▶ **Raw data**
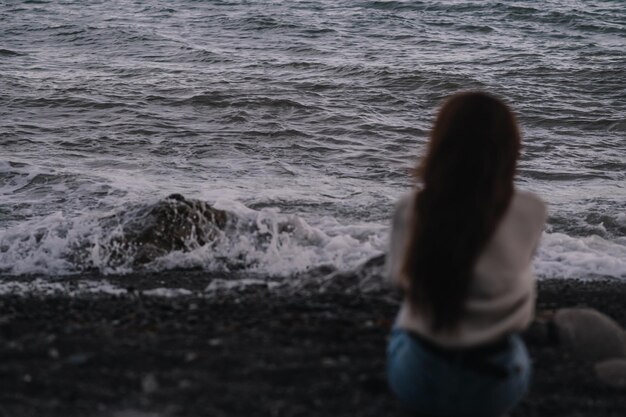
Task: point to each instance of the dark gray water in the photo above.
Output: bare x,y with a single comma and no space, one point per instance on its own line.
302,112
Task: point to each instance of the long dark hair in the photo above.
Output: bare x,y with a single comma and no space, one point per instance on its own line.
466,186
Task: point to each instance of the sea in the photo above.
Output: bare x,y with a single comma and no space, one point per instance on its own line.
304,118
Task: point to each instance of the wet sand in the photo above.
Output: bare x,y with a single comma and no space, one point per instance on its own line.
249,352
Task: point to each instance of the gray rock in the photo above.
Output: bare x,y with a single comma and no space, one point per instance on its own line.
612,372
171,224
591,335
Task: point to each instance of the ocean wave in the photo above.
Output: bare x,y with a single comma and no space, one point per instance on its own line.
178,233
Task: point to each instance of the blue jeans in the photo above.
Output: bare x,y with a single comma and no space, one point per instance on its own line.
432,384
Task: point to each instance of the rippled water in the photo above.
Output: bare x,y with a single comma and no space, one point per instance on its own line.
305,112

▶ **What to do**
Write everything in the records out exactly, apart from the pictures.

▶ **Result of this exercise**
Task: point to each instance of the dark gray water in the photo above.
Output: bare x,y with a single comma and no space, one point per instance on its own line.
302,112
Task: point to each instance of the long dark hair in the photo above.
Output: bare x,y with a single comma and no space, one point per instance on its own line.
466,186
Task: point to each instance of the sea in the photo above.
Output: bare x,y with a single comma and no space, one point per instance on its own line.
304,118
Task: point to each instance of the wet sand in the photo above.
Output: bare x,y with a single comma and no space, one point per instance on its own line.
249,352
Task: point to each instance of the gray rock in the photo above.
Output: bare x,y with a single comma and no space, one point per instance on its own line.
612,372
171,224
591,335
Task: point to each instance of the ocean wave in the photo above.
Output: bare x,y with a single comma and no space, one point per instance on its own line.
178,233
Task: point to each instance of the blue jeans in the photo above.
Output: bare x,y with a single comma and no space, one point per instance on its own line.
432,384
Task: point to each instance of the rippled water in the photo above.
Output: bare x,y with a single comma and no space, one point per instance on its own line.
305,112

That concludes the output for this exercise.